▸ What this task involves
Using the line that has "eye pupil, dropping" as the starting point, print each line to the end of the material below word for word. Add no other lines.

=== Section Start ===

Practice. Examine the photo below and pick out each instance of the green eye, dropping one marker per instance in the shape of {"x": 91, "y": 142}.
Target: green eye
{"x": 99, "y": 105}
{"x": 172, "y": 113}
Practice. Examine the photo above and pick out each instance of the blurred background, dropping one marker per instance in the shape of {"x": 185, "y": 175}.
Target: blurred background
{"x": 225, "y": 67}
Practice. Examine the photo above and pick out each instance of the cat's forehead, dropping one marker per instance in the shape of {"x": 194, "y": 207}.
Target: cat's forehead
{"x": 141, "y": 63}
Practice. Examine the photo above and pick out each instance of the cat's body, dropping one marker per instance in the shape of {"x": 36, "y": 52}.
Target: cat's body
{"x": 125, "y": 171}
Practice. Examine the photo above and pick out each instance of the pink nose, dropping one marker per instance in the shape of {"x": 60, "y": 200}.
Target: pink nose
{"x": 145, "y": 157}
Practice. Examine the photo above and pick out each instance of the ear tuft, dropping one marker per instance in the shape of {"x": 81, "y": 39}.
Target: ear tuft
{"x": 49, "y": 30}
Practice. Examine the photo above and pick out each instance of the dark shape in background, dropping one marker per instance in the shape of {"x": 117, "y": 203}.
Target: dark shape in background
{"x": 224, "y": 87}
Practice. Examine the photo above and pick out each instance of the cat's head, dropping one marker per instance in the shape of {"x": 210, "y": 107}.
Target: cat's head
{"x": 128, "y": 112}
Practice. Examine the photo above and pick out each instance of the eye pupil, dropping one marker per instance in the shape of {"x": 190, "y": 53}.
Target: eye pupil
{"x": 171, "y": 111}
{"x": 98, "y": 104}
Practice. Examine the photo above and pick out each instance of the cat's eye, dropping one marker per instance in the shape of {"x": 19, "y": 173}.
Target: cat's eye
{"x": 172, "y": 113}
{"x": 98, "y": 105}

=== Section End ===

▸ Answer space
Practice. Examine the photo above and pick out each instance of the eye pupil, dropping one marker per instance in the shape of {"x": 190, "y": 53}.
Target: eye pupil
{"x": 171, "y": 111}
{"x": 98, "y": 104}
Practice. Examine the photo above and pick out each instance of the cat's eye, dropping one marker per instance in the shape of {"x": 19, "y": 173}.
Target: cat's eye
{"x": 172, "y": 113}
{"x": 98, "y": 105}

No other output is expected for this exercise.